- **What is required**
Exactly as shown, give the full listing again.

══════════

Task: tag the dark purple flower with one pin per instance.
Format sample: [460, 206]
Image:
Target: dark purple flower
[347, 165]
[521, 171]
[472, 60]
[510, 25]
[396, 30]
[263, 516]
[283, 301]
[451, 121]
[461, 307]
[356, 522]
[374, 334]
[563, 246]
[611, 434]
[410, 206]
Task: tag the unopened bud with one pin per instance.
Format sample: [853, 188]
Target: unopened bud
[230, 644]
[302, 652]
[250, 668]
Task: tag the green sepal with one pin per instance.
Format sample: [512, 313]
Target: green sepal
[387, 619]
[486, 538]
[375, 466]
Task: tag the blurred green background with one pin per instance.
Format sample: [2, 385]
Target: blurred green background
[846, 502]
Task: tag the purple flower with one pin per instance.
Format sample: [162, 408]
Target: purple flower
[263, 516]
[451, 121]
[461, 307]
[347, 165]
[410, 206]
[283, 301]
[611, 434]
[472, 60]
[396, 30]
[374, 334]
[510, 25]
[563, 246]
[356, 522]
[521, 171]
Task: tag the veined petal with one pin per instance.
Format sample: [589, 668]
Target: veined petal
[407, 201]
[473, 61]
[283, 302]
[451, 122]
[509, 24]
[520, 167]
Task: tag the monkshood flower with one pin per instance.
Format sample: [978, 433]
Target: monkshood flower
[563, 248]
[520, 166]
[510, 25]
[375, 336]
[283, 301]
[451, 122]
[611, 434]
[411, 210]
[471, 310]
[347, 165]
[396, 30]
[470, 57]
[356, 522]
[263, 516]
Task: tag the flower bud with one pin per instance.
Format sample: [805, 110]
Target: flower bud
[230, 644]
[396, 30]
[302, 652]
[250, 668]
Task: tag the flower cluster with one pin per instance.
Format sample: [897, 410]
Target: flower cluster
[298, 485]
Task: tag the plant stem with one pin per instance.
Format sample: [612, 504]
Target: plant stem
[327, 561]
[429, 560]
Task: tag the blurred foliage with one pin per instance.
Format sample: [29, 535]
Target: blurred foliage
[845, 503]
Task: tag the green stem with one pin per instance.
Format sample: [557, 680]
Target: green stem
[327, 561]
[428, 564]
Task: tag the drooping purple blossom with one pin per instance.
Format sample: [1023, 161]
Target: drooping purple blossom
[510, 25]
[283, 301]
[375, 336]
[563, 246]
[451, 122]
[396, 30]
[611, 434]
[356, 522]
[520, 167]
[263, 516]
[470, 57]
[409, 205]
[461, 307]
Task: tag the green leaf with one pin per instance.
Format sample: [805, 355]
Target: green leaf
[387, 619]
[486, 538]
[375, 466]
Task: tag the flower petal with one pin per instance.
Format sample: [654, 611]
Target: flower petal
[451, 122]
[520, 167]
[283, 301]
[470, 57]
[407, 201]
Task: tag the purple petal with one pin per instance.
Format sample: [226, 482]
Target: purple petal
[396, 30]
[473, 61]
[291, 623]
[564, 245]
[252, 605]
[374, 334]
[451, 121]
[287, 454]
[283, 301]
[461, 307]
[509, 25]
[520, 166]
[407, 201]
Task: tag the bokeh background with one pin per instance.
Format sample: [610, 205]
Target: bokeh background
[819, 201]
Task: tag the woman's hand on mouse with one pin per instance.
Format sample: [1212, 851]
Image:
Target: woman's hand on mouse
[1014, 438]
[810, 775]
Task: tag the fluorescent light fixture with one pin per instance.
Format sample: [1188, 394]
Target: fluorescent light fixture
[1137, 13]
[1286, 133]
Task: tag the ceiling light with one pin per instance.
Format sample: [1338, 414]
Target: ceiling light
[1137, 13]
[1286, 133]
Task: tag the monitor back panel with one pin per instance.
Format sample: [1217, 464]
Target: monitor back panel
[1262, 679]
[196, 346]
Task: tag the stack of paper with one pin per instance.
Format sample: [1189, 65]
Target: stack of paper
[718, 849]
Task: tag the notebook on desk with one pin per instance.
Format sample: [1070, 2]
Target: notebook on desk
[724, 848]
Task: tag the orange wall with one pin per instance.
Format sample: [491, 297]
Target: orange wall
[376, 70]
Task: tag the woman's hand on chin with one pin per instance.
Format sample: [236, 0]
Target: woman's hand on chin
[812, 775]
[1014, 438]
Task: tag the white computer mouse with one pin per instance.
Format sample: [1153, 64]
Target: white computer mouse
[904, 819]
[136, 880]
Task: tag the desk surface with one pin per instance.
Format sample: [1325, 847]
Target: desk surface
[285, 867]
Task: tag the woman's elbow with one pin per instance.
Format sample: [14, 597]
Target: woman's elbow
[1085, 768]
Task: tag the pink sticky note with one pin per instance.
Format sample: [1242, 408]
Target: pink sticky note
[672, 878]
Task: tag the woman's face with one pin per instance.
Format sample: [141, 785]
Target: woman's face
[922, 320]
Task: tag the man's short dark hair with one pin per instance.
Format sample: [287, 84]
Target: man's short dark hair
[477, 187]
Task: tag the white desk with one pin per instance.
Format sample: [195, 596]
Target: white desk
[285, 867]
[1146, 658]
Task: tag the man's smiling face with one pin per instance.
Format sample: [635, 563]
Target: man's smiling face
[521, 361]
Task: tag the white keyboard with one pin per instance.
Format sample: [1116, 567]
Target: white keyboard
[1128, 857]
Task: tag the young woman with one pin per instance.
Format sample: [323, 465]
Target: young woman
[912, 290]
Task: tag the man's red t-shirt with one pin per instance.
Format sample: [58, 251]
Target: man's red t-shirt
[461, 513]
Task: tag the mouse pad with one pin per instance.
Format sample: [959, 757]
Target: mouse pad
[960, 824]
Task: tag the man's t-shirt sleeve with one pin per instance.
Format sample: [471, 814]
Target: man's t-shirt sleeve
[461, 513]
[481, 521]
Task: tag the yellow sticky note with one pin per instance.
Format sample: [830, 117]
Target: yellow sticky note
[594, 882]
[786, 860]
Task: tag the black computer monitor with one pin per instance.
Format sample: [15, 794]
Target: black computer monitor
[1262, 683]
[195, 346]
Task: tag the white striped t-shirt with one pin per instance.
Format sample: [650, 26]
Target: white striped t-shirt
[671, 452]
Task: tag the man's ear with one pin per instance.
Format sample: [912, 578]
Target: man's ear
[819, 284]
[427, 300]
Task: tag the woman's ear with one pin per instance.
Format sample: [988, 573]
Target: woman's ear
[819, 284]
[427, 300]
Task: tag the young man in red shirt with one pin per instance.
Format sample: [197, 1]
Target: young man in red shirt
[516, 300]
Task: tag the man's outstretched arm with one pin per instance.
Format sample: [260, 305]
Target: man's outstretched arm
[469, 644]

══════════

- **Result of the exercise**
Task: tag the dark purple flower with one pin per instance.
Format sample: [460, 206]
Image:
Target: dark purple flower
[347, 165]
[521, 171]
[472, 60]
[510, 25]
[396, 30]
[263, 516]
[283, 301]
[451, 121]
[461, 307]
[356, 522]
[374, 334]
[563, 246]
[611, 434]
[410, 206]
Task: tag the unopened bud with one pin per instance.
Format sample: [853, 188]
Target: unopened bud
[230, 644]
[302, 652]
[250, 668]
Task: tag the green sepal with one pin per instance.
Format sample: [512, 313]
Target: green sepal
[387, 619]
[486, 538]
[375, 466]
Task: tag the blurred green background with one pin per instance.
Format sample: [2, 385]
Target: blurred green background
[846, 502]
Task: tag the purple flower with one pin per instance.
Format sample: [162, 408]
Target: purple flower
[263, 516]
[451, 121]
[461, 307]
[347, 165]
[410, 206]
[283, 301]
[611, 434]
[472, 60]
[396, 30]
[374, 334]
[510, 25]
[563, 246]
[356, 522]
[521, 171]
Task: tag the veined petal with one pin per instance.
Format sample: [589, 668]
Target: veined petal
[407, 201]
[473, 61]
[283, 302]
[451, 122]
[509, 24]
[520, 167]
Task: tag the monkshood flower with one pin per instance.
Format sample: [978, 433]
Target: monkshood flower
[563, 248]
[520, 166]
[510, 25]
[375, 336]
[283, 301]
[451, 122]
[611, 434]
[411, 210]
[471, 310]
[347, 165]
[396, 30]
[470, 57]
[356, 522]
[263, 516]
Task: tag the flower bud with one pin per instance.
Format sample: [805, 110]
Target: flower bud
[230, 644]
[396, 30]
[302, 652]
[250, 668]
Task: tag the flower cluster with one pin per instance.
Format sample: [897, 410]
Target: flower cluster
[298, 485]
Task: tag the plant stem with one pin per instance.
Format sample: [612, 504]
Target: plant stem
[327, 561]
[429, 560]
Task: tag the blurred foliage with one pin per instance.
Format sample: [29, 535]
Target: blurred foliage
[845, 503]
Task: tag the green stem with one pin per instance.
Format sample: [557, 680]
Target: green stem
[327, 561]
[428, 564]
Task: tag the drooping purple blossom with one pin per instance.
Format sample: [1023, 161]
Target: drooping purple blossom
[510, 25]
[283, 301]
[375, 336]
[563, 246]
[451, 122]
[396, 30]
[611, 434]
[356, 522]
[520, 167]
[263, 516]
[470, 57]
[409, 205]
[461, 307]
Task: tag the green leaf with one pin per instance.
Format sample: [805, 355]
Target: green leaf
[387, 619]
[486, 538]
[375, 466]
Task: tag the flower petal with one pin per instance.
Format sample: [654, 611]
Target: flower petal
[451, 122]
[520, 167]
[283, 301]
[470, 57]
[407, 201]
Task: tag the purple petal with one pin per instance.
Format sample: [226, 482]
Target: purple petal
[396, 30]
[473, 61]
[291, 623]
[564, 245]
[252, 605]
[374, 334]
[451, 121]
[287, 454]
[283, 301]
[461, 307]
[509, 25]
[520, 166]
[407, 201]
Task: tag the bokeh background with one pin per instance.
Format sample: [610, 205]
Target: bokeh background
[819, 201]
Task: tag the woman's hand on mouse with one pin per instance.
Format sample: [1212, 851]
Image:
Target: woman's hand on mouse
[1014, 438]
[810, 775]
Task: tag the fluorescent light fixture with one pin per instance.
Format sample: [1188, 394]
Target: fluorescent light fixture
[1137, 13]
[1286, 133]
Task: tag the ceiling light with one pin per instance.
Format sample: [1338, 414]
Target: ceiling light
[1137, 13]
[1286, 133]
Task: tag the monitor back panel with one pin per instance.
Format sample: [1217, 464]
Target: monitor back panel
[1262, 679]
[196, 346]
Task: tag the stack of paper with one pin per instance.
Format sample: [1189, 65]
Target: stack of paper
[718, 849]
Task: tag the notebook on desk with one pin per instance.
Format sample: [1070, 2]
Target: notebook on desk
[724, 848]
Task: tag the orange wall with one pin per instance.
Format sample: [491, 297]
Target: orange wall
[376, 70]
Task: tag the woman's hand on chin with one pin per instance.
Format sample: [236, 0]
Target: woman's hand on chin
[812, 775]
[1014, 438]
Task: tag the white computer mouse with one pin per instance.
Format sample: [1153, 64]
Target: white computer mouse
[904, 819]
[136, 880]
Task: tag the desk surface with one pin per instance.
Format sample: [1325, 847]
Target: desk surface
[285, 867]
Task: tag the woman's elbow with one pin per instance.
Format sample: [14, 597]
Target: woman's elbow
[1085, 768]
Task: tag the pink sticky note with one pin per instance.
Format sample: [1242, 408]
Target: pink sticky note
[672, 878]
Task: tag the woman's face with one pin per instance.
Format sample: [141, 785]
Target: woman's face
[922, 320]
Task: tag the man's short dark hair with one pin per instance.
Format sample: [287, 84]
Target: man's short dark hair
[477, 187]
Task: tag the white desk with one pin per instance.
Format sample: [195, 596]
Target: white desk
[285, 867]
[1146, 658]
Task: tag the man's smiling face with one pin per instance.
Format sample: [635, 563]
Target: man's smiling face
[521, 361]
Task: tag the white keyboard with one pin per instance.
Format sample: [1116, 567]
Target: white keyboard
[1128, 857]
Task: tag the young woman with one pin per instance.
Format sample: [323, 465]
Target: young woman
[912, 290]
Task: tag the man's red t-shirt with one pin per instance.
Format sample: [58, 251]
Target: man's red t-shirt
[461, 513]
Task: tag the mouse pad with one pin per instance.
Format sample: [959, 757]
Target: mouse pad
[960, 824]
Task: tag the man's t-shirt sleeve with one pin per instance.
Format sample: [471, 814]
Target: man's t-shirt sleeve
[461, 513]
[481, 521]
Task: tag the yellow sticky note with one pin per instance.
Format sample: [830, 117]
Target: yellow sticky note
[594, 882]
[786, 860]
Task: tag the black computer monitor with one pin per instance.
Format sample: [15, 794]
Target: black computer monitor
[1262, 683]
[195, 346]
Task: tag the white striped t-shirt with one pin per instance.
Format sample: [650, 26]
Target: white striped t-shirt
[671, 452]
Task: tag the man's ear with one pin per instance.
Format sample: [912, 578]
Target: man's ear
[819, 284]
[427, 300]
Task: tag the woman's ear with one pin per instance.
Format sample: [988, 573]
Target: woman's ear
[819, 284]
[427, 300]
Task: tag the young man in red shirt with one pin per instance.
Format sample: [197, 1]
Target: young man in red shirt
[516, 300]
Task: tag the man's outstretched arm with one pin per instance.
Format sample: [260, 305]
Target: man's outstretched arm
[469, 644]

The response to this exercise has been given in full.